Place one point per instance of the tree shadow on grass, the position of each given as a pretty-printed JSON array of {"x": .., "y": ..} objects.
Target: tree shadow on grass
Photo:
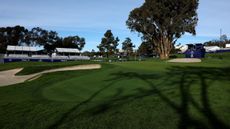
[{"x": 183, "y": 78}]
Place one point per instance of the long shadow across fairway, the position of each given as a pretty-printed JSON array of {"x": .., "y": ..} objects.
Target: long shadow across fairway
[
  {"x": 181, "y": 77},
  {"x": 184, "y": 77}
]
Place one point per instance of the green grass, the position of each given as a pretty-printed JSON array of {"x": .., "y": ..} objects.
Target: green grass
[
  {"x": 35, "y": 67},
  {"x": 126, "y": 95}
]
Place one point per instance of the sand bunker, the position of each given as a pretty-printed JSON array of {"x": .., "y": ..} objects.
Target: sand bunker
[
  {"x": 8, "y": 77},
  {"x": 185, "y": 60}
]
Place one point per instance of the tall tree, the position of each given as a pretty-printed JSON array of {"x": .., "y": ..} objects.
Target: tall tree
[
  {"x": 108, "y": 44},
  {"x": 128, "y": 46},
  {"x": 74, "y": 42},
  {"x": 162, "y": 22},
  {"x": 146, "y": 49}
]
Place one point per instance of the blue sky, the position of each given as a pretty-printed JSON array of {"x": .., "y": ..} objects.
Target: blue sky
[{"x": 91, "y": 18}]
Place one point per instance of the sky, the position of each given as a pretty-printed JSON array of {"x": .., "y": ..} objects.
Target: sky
[{"x": 91, "y": 18}]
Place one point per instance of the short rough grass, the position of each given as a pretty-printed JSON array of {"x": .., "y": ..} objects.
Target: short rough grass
[{"x": 126, "y": 95}]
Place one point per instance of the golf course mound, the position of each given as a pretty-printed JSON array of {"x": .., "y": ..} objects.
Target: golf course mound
[{"x": 185, "y": 60}]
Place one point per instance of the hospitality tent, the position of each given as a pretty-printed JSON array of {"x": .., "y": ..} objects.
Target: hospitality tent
[{"x": 68, "y": 51}]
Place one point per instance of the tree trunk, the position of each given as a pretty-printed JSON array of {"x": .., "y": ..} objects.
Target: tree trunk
[{"x": 164, "y": 47}]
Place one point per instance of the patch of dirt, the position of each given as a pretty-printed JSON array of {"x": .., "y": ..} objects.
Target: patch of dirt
[{"x": 8, "y": 77}]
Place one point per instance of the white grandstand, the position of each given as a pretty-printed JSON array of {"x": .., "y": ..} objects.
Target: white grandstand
[{"x": 24, "y": 53}]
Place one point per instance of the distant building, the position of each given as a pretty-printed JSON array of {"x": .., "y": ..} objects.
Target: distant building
[
  {"x": 227, "y": 45},
  {"x": 195, "y": 51}
]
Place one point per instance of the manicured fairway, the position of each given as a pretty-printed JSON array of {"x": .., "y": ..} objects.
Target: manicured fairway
[{"x": 125, "y": 95}]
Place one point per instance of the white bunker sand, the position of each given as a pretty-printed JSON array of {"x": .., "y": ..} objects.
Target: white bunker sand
[
  {"x": 8, "y": 77},
  {"x": 185, "y": 60}
]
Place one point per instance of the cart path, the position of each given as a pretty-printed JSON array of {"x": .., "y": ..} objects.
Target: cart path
[
  {"x": 185, "y": 60},
  {"x": 8, "y": 77}
]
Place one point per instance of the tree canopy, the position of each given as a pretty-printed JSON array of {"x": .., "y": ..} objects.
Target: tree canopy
[
  {"x": 128, "y": 46},
  {"x": 162, "y": 22},
  {"x": 108, "y": 43}
]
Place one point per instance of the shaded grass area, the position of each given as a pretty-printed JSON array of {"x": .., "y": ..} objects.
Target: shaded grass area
[{"x": 129, "y": 95}]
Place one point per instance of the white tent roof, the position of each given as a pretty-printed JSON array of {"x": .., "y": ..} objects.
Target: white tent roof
[
  {"x": 21, "y": 48},
  {"x": 67, "y": 50}
]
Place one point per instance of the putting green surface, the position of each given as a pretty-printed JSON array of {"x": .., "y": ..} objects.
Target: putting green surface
[{"x": 123, "y": 95}]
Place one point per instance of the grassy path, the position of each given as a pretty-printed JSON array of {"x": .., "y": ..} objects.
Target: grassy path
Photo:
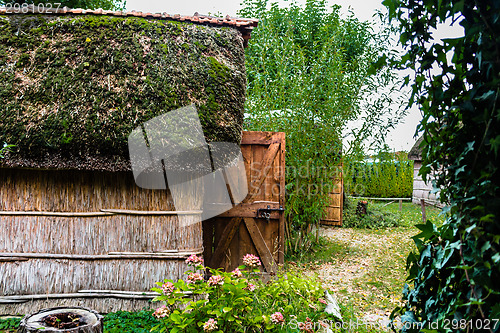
[{"x": 365, "y": 268}]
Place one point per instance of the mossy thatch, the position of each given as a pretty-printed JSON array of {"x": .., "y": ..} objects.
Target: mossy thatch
[{"x": 74, "y": 87}]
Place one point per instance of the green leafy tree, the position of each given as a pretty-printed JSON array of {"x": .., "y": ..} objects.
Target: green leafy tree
[
  {"x": 453, "y": 278},
  {"x": 85, "y": 4},
  {"x": 309, "y": 70}
]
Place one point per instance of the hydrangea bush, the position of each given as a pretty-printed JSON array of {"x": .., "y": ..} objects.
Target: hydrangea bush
[{"x": 236, "y": 301}]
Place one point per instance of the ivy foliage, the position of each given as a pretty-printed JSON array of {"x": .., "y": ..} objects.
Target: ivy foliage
[
  {"x": 455, "y": 274},
  {"x": 309, "y": 70}
]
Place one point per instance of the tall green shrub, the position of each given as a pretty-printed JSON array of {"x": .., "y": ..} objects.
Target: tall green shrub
[{"x": 308, "y": 71}]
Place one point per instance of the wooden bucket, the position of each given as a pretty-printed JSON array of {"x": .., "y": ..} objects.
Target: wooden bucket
[{"x": 91, "y": 239}]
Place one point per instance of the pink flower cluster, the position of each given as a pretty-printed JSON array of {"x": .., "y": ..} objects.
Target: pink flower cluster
[
  {"x": 277, "y": 318},
  {"x": 210, "y": 325},
  {"x": 167, "y": 288},
  {"x": 215, "y": 280},
  {"x": 251, "y": 260},
  {"x": 194, "y": 277},
  {"x": 161, "y": 312},
  {"x": 194, "y": 260},
  {"x": 237, "y": 273}
]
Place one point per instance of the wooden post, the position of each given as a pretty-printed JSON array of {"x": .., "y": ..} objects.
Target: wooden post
[
  {"x": 62, "y": 319},
  {"x": 422, "y": 204}
]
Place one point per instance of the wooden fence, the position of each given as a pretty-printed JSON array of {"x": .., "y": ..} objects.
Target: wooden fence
[{"x": 257, "y": 225}]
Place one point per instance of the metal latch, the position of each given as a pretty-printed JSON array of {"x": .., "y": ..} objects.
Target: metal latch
[{"x": 265, "y": 213}]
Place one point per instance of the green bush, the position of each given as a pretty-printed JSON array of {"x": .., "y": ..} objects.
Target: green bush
[
  {"x": 389, "y": 176},
  {"x": 238, "y": 301},
  {"x": 309, "y": 70}
]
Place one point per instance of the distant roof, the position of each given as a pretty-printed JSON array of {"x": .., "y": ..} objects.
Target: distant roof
[
  {"x": 245, "y": 25},
  {"x": 415, "y": 151}
]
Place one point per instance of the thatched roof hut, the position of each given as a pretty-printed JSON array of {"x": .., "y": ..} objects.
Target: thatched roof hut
[{"x": 74, "y": 227}]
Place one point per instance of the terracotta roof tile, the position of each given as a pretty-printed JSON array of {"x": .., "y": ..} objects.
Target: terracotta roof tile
[{"x": 245, "y": 25}]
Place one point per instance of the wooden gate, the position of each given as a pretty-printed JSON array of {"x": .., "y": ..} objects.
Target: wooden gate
[{"x": 256, "y": 225}]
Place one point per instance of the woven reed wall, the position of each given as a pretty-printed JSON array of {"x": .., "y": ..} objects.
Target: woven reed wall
[
  {"x": 51, "y": 255},
  {"x": 421, "y": 189}
]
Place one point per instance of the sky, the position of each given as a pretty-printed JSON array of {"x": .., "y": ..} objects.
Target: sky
[{"x": 401, "y": 138}]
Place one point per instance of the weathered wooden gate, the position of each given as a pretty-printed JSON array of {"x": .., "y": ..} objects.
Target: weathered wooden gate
[{"x": 257, "y": 225}]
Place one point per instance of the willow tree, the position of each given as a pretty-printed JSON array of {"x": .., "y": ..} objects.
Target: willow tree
[
  {"x": 453, "y": 278},
  {"x": 310, "y": 71}
]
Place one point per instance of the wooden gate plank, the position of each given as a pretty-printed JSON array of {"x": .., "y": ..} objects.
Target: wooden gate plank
[
  {"x": 260, "y": 245},
  {"x": 265, "y": 168},
  {"x": 227, "y": 237}
]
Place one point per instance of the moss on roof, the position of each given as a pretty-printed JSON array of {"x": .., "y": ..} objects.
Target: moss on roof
[{"x": 74, "y": 87}]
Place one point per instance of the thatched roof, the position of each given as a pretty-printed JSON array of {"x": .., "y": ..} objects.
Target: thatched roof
[
  {"x": 416, "y": 151},
  {"x": 74, "y": 84}
]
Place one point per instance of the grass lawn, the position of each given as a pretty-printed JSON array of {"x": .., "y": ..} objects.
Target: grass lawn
[{"x": 364, "y": 268}]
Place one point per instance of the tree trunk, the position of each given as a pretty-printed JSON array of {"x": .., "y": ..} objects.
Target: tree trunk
[{"x": 62, "y": 319}]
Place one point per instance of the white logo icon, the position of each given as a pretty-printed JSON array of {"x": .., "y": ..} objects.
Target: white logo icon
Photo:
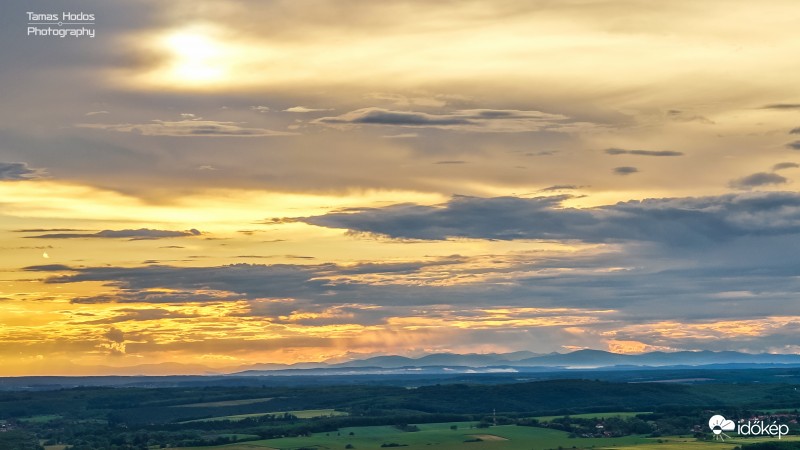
[{"x": 718, "y": 425}]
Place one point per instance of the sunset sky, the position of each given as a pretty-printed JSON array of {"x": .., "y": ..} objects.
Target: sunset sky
[{"x": 221, "y": 184}]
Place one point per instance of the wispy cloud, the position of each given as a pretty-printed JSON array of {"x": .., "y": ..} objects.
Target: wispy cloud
[
  {"x": 134, "y": 235},
  {"x": 478, "y": 120},
  {"x": 619, "y": 151},
  {"x": 758, "y": 179},
  {"x": 17, "y": 171},
  {"x": 187, "y": 128}
]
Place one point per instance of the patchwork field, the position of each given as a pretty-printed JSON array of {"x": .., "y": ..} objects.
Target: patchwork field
[
  {"x": 593, "y": 415},
  {"x": 302, "y": 414},
  {"x": 248, "y": 401},
  {"x": 464, "y": 435},
  {"x": 439, "y": 436}
]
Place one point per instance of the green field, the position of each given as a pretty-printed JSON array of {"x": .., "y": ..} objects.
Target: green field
[
  {"x": 44, "y": 418},
  {"x": 302, "y": 414},
  {"x": 441, "y": 437},
  {"x": 247, "y": 401},
  {"x": 592, "y": 416}
]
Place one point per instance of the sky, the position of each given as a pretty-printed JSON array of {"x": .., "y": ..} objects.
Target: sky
[{"x": 206, "y": 185}]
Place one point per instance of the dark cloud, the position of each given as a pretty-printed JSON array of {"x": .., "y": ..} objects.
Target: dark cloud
[
  {"x": 115, "y": 335},
  {"x": 18, "y": 172},
  {"x": 133, "y": 235},
  {"x": 782, "y": 106},
  {"x": 625, "y": 170},
  {"x": 187, "y": 128},
  {"x": 678, "y": 221},
  {"x": 758, "y": 179},
  {"x": 561, "y": 187},
  {"x": 377, "y": 116},
  {"x": 485, "y": 120},
  {"x": 785, "y": 165},
  {"x": 48, "y": 268},
  {"x": 619, "y": 151},
  {"x": 46, "y": 230}
]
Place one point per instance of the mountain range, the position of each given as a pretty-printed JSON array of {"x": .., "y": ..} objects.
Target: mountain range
[{"x": 527, "y": 361}]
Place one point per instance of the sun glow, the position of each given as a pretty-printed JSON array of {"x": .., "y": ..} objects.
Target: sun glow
[{"x": 198, "y": 58}]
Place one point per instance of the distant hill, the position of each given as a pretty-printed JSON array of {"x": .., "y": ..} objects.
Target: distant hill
[{"x": 528, "y": 361}]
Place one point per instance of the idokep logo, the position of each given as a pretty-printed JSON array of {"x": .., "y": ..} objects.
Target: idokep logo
[{"x": 720, "y": 424}]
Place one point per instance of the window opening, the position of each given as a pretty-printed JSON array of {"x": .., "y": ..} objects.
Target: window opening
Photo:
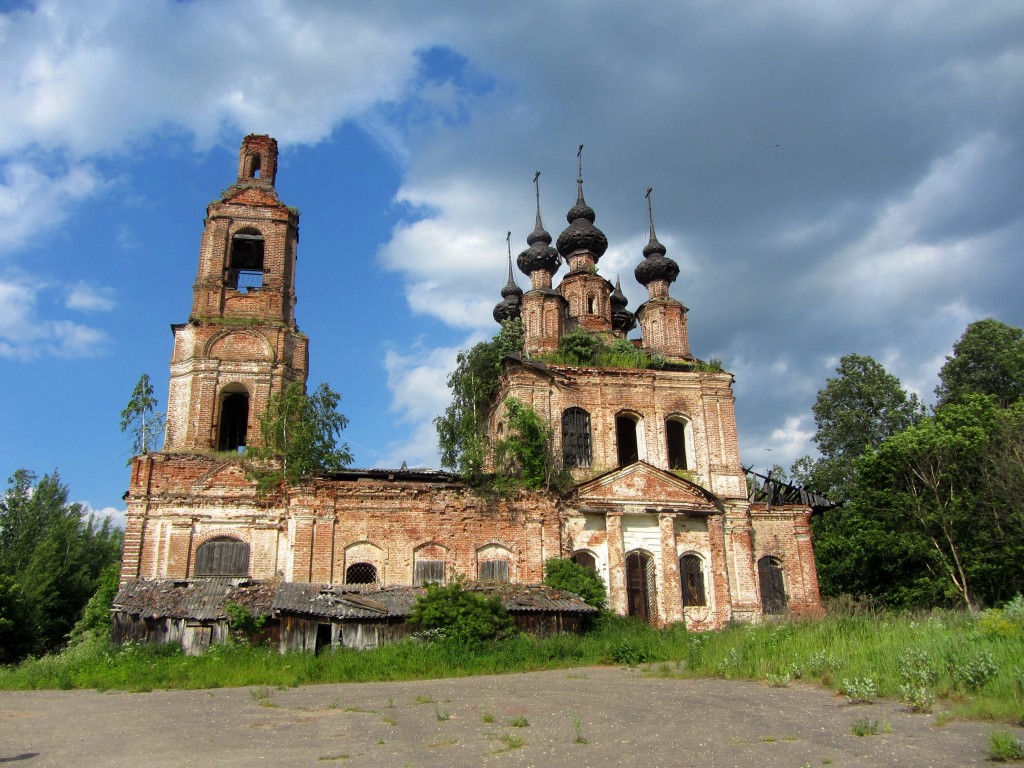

━━━━━━━━

▸ **WHAT NEEDS TO BE DONE**
State how many lines in the material above hold the word "window". Add nothing else.

▸ **FINISHED TASK**
2